====== RECORDS SHOWN ======

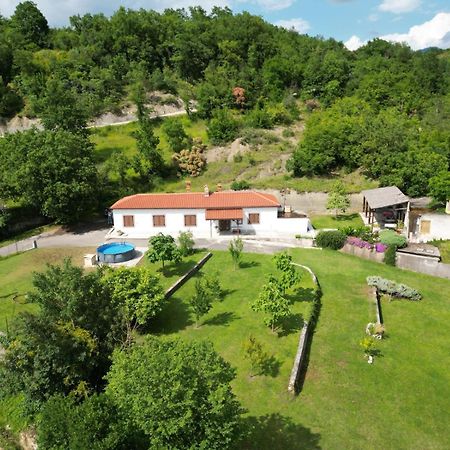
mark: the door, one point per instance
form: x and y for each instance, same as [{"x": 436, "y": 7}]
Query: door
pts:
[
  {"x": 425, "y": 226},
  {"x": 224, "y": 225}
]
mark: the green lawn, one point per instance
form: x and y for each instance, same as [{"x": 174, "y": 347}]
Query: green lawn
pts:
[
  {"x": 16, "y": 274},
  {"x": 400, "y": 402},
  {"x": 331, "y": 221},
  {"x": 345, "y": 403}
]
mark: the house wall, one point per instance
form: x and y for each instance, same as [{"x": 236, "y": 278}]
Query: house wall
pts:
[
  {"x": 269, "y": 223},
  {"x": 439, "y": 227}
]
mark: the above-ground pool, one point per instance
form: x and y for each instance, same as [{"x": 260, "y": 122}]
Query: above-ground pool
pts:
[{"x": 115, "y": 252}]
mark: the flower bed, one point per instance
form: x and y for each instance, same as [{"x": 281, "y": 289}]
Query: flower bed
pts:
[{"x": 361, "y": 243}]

======
====== RECORDS SHOWN ======

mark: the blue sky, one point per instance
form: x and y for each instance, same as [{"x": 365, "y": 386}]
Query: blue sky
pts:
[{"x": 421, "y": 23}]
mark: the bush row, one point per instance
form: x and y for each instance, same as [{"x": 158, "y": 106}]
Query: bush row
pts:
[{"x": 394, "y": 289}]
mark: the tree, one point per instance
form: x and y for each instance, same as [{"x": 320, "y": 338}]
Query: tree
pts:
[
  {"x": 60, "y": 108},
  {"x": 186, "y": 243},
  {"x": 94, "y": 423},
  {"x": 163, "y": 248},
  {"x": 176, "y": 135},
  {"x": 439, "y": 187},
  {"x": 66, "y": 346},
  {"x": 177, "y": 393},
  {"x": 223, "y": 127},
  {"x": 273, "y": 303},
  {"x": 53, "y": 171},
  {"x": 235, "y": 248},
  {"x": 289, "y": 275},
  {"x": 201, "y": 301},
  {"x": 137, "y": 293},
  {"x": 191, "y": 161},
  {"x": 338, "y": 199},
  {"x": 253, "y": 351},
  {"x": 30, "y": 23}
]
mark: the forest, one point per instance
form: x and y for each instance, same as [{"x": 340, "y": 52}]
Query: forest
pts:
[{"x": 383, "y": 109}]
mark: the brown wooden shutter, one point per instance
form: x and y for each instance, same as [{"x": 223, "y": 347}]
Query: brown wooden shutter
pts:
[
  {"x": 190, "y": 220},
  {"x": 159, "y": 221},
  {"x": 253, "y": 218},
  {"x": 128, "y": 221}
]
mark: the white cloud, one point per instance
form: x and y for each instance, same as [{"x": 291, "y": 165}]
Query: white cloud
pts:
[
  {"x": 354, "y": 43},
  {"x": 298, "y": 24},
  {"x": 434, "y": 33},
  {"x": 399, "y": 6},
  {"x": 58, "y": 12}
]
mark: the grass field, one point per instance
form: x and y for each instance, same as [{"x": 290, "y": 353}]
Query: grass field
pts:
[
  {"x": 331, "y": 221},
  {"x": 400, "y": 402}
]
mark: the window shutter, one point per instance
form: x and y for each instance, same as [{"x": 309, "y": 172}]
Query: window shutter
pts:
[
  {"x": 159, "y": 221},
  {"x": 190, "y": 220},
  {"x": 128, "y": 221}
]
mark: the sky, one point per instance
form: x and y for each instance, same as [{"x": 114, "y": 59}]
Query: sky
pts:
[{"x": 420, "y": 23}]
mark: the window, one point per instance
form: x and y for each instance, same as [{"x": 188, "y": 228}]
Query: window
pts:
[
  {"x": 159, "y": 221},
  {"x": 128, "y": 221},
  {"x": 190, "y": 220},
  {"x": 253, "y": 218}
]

======

WORK ORDER →
In the data above, find the line with "Query: tree" and the line with "mark: the forest, one point per instance". Retype both, plus every line between them, exactly.

TASK RESULT →
Query: tree
pts:
[
  {"x": 60, "y": 108},
  {"x": 186, "y": 243},
  {"x": 94, "y": 423},
  {"x": 163, "y": 248},
  {"x": 176, "y": 135},
  {"x": 439, "y": 187},
  {"x": 66, "y": 346},
  {"x": 177, "y": 393},
  {"x": 223, "y": 127},
  {"x": 273, "y": 303},
  {"x": 53, "y": 171},
  {"x": 235, "y": 248},
  {"x": 289, "y": 275},
  {"x": 201, "y": 301},
  {"x": 137, "y": 293},
  {"x": 191, "y": 161},
  {"x": 338, "y": 199},
  {"x": 253, "y": 351},
  {"x": 30, "y": 23}
]
mark: the forest, one point per instance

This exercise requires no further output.